## begin Data provided

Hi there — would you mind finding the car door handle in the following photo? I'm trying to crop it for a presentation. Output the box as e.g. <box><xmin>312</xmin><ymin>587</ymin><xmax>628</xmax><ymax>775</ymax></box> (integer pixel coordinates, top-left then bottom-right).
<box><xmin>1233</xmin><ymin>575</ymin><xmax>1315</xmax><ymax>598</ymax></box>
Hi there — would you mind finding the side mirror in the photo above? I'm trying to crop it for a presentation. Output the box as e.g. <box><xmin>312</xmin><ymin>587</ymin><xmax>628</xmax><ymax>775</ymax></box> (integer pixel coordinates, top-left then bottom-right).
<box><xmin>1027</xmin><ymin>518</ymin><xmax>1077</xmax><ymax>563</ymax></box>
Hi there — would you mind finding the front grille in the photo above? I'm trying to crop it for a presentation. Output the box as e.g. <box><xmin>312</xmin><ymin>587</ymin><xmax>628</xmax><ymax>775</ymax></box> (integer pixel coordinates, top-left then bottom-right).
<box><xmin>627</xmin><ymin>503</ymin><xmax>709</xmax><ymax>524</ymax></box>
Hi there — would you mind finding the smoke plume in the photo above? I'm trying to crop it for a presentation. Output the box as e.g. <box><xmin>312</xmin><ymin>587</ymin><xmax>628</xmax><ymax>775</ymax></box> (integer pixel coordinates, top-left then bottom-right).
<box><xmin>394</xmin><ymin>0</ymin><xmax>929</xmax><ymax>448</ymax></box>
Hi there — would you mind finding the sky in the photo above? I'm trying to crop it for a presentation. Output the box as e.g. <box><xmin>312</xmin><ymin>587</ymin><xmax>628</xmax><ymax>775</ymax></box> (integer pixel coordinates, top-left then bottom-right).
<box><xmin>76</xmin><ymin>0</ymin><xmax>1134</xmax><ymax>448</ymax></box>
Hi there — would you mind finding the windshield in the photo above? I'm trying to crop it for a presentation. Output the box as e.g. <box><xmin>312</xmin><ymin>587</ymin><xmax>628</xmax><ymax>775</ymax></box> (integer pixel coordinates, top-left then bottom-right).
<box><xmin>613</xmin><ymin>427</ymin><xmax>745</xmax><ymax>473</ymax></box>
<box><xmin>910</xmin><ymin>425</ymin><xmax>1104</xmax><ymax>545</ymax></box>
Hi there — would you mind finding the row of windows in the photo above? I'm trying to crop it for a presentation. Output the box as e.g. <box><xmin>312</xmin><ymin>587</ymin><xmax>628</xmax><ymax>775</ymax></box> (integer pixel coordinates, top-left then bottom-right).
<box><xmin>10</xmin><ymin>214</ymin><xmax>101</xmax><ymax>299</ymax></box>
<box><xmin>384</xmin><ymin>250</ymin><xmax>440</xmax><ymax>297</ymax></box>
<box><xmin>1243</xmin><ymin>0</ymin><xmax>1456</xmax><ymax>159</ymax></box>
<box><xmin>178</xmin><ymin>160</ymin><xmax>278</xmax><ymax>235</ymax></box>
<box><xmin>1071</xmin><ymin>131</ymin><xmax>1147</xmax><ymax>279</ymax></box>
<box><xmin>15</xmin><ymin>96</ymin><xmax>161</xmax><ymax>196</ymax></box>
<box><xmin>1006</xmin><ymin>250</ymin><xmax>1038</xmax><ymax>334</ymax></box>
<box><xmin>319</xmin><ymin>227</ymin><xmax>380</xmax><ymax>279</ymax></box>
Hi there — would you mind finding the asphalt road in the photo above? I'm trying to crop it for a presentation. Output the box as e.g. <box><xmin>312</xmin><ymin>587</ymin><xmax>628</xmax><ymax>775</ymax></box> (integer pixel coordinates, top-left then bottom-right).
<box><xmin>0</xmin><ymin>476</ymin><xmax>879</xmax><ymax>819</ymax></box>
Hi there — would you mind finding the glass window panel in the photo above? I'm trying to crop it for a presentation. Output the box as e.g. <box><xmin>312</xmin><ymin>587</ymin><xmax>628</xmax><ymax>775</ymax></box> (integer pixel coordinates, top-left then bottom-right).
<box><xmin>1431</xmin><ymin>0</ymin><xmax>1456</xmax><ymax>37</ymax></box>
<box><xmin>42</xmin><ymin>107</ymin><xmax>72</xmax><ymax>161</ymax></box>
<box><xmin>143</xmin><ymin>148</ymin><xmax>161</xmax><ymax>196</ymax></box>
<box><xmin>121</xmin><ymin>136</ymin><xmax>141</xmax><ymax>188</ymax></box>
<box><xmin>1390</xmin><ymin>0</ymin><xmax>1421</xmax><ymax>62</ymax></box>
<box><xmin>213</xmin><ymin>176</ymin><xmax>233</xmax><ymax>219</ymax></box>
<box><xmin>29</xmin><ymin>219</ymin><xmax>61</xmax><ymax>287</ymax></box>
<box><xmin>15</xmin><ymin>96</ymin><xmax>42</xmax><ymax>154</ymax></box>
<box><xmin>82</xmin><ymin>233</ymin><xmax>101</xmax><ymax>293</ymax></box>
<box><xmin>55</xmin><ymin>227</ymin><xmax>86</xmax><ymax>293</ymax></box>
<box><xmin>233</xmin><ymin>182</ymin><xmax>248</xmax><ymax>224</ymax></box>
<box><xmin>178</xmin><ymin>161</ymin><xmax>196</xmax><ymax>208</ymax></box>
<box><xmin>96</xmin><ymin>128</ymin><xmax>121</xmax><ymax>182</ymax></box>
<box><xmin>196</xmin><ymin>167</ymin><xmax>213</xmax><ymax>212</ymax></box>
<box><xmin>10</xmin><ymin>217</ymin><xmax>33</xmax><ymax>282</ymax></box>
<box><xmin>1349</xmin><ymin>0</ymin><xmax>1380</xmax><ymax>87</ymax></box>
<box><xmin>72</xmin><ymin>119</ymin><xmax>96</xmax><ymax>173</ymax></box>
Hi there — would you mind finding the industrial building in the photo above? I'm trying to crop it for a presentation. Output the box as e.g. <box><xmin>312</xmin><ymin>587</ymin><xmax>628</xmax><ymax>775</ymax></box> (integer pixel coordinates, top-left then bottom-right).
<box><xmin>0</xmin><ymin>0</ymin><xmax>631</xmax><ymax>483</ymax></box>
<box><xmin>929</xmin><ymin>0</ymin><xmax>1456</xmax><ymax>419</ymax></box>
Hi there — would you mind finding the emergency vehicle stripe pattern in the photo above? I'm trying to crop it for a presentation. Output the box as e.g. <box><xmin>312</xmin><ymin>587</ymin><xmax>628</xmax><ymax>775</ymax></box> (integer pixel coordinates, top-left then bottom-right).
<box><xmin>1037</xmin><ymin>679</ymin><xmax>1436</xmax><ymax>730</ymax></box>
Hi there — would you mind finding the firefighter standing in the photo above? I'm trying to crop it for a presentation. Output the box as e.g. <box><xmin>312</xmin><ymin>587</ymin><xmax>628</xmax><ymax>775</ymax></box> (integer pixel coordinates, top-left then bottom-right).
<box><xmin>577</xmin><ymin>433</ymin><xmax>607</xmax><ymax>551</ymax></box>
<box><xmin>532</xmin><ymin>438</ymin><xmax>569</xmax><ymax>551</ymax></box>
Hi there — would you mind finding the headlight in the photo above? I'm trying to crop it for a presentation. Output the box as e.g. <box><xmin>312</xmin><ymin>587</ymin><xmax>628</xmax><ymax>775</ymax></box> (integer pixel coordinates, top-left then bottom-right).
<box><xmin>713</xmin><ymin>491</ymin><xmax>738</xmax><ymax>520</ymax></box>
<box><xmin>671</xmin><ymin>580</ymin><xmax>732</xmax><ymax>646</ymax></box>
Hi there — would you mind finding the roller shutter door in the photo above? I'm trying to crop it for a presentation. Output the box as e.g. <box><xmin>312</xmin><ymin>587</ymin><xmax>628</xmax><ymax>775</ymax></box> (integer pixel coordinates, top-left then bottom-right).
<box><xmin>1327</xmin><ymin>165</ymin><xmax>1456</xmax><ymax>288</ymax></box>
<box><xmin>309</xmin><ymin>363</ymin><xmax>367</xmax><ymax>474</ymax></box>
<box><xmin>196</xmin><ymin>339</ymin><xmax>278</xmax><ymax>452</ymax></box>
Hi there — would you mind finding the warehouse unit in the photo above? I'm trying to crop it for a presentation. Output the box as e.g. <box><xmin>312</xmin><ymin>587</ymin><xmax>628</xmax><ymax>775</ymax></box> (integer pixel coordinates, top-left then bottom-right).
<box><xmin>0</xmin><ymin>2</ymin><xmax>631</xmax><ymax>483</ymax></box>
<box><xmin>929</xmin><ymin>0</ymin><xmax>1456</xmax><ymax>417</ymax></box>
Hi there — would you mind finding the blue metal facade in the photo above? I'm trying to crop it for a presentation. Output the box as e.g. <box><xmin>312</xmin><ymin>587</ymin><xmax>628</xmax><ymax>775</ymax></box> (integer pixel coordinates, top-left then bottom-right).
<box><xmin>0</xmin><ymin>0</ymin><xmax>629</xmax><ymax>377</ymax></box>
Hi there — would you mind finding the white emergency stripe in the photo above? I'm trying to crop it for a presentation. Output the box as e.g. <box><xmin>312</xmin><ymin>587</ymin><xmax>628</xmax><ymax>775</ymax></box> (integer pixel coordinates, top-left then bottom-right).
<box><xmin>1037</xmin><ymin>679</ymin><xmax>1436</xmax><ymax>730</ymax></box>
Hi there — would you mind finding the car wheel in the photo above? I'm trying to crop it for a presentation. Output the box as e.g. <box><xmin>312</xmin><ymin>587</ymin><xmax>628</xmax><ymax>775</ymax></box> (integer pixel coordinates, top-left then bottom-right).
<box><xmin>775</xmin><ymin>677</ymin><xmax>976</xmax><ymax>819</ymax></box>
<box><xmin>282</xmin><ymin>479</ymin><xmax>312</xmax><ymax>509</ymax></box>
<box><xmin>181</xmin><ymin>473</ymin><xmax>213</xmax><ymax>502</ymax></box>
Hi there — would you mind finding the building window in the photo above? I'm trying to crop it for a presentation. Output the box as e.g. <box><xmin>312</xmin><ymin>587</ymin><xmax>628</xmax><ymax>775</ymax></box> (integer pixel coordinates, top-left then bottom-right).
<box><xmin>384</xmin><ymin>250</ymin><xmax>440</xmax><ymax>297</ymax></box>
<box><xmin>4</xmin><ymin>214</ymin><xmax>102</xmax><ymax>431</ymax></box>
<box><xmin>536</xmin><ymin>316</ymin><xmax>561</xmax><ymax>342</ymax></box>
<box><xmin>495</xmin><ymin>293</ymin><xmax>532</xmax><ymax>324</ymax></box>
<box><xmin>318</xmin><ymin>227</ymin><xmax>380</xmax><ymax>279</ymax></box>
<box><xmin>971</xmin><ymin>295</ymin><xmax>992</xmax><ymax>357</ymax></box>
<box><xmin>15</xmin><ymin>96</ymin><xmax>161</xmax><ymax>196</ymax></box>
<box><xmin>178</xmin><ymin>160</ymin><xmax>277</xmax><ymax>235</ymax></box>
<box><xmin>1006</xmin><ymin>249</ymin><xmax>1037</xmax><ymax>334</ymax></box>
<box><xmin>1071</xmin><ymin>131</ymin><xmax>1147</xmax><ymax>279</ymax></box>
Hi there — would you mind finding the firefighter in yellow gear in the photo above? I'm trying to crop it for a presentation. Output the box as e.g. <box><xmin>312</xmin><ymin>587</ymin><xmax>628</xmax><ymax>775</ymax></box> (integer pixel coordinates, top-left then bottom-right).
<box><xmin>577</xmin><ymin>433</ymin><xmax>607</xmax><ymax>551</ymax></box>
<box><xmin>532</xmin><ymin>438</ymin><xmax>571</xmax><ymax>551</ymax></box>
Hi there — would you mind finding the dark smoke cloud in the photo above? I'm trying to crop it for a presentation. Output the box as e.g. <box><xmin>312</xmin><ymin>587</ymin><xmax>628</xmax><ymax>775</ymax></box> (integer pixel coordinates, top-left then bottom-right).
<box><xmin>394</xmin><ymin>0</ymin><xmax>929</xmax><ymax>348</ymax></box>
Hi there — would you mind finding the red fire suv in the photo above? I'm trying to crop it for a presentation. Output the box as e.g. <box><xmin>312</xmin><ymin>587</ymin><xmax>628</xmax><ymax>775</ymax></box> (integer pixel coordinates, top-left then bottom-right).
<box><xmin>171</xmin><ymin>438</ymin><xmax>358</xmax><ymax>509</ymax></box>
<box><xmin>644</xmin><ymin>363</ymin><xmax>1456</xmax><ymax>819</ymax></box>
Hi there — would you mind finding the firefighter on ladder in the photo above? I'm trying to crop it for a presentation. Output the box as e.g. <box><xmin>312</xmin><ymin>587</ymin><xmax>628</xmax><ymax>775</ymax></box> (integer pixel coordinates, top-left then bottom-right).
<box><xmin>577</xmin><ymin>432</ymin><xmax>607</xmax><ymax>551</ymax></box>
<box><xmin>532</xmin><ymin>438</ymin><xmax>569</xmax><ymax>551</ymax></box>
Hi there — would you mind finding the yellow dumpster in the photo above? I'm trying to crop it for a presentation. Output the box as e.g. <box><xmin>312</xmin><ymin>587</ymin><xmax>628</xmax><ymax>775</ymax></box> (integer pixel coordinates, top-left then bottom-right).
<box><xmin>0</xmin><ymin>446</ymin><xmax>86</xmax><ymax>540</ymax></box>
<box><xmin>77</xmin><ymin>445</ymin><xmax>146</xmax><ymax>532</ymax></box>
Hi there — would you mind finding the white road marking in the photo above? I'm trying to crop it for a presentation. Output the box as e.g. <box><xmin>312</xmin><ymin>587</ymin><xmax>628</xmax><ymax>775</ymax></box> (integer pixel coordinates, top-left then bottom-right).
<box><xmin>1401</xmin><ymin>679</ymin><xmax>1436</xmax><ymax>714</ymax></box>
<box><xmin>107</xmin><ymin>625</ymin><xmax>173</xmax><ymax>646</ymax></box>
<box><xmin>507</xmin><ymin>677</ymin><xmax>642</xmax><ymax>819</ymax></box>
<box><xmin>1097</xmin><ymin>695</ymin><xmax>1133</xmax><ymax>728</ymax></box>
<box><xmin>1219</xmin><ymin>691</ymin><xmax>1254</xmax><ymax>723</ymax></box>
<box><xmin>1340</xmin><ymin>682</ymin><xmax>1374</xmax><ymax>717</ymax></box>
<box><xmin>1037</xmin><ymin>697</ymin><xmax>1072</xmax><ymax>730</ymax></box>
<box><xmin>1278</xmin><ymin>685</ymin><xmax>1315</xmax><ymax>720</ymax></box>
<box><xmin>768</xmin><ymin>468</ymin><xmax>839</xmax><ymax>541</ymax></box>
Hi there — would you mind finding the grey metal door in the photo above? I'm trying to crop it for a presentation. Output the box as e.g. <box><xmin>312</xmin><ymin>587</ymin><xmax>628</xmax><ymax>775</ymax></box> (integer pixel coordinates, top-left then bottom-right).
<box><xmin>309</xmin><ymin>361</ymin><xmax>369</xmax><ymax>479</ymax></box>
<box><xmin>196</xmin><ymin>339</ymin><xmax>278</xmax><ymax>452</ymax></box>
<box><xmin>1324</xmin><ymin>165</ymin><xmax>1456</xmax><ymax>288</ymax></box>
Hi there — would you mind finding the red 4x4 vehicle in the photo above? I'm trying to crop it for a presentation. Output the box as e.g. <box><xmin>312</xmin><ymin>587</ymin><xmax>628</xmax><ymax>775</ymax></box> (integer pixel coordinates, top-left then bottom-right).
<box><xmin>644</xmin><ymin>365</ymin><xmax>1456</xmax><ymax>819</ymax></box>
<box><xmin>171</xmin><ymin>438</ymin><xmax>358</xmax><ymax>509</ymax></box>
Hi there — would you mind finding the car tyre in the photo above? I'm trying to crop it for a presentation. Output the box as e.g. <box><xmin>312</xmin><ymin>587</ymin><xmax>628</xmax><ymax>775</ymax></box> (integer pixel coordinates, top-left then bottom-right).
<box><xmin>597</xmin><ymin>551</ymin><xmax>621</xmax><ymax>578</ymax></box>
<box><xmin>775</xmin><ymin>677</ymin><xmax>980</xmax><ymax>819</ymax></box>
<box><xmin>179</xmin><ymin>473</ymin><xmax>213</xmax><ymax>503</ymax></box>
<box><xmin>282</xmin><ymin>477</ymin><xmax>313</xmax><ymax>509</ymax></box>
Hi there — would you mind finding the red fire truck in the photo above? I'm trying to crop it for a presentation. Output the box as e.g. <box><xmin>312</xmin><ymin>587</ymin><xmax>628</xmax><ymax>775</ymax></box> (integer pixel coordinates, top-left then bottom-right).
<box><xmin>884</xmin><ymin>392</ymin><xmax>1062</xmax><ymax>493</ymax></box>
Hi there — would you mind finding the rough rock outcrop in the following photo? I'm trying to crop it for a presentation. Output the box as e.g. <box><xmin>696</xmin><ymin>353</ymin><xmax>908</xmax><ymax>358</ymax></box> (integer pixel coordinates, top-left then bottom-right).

## end Data provided

Could you give the material as a JSON list of strings, starting with the line that contains "Hi there — would you mind finding the red 4x4" and continuing through the last line, with one string per line and no blank lines?

Final result:
[
  "Hi there — would you mind finding the red 4x4 vehicle in the photo above? I'm trying to crop it for a presentation. Output the box as e.g. <box><xmin>312</xmin><ymin>587</ymin><xmax>628</xmax><ymax>775</ymax></box> (integer pixel coordinates, top-left then bottom-right).",
  "<box><xmin>644</xmin><ymin>365</ymin><xmax>1456</xmax><ymax>819</ymax></box>",
  "<box><xmin>171</xmin><ymin>438</ymin><xmax>358</xmax><ymax>509</ymax></box>",
  "Hi there — would you mind finding the car tyre in the photo above? I'm trying to crop it for a presentation. Output the box as e.g. <box><xmin>312</xmin><ymin>587</ymin><xmax>628</xmax><ymax>775</ymax></box> (integer pixel coordinates, top-left then bottom-right).",
  "<box><xmin>597</xmin><ymin>551</ymin><xmax>621</xmax><ymax>578</ymax></box>",
  "<box><xmin>775</xmin><ymin>677</ymin><xmax>980</xmax><ymax>819</ymax></box>",
  "<box><xmin>179</xmin><ymin>473</ymin><xmax>213</xmax><ymax>503</ymax></box>",
  "<box><xmin>282</xmin><ymin>477</ymin><xmax>313</xmax><ymax>509</ymax></box>",
  "Hi there — would you mind finding the red fire truck in the photo above? I'm trying to crop it for a presentation. Output the box as e.g. <box><xmin>312</xmin><ymin>587</ymin><xmax>628</xmax><ymax>775</ymax></box> (integer pixel coordinates, top-left then bottom-right).",
  "<box><xmin>884</xmin><ymin>392</ymin><xmax>1062</xmax><ymax>493</ymax></box>",
  "Hi there — would you mind finding the rough rock outcrop in the following photo? I'm trying to crop it for a presentation. Output the box as e.g. <box><xmin>696</xmin><ymin>353</ymin><xmax>908</xmax><ymax>358</ymax></box> (integer pixel coordinates, top-left then bottom-right)."
]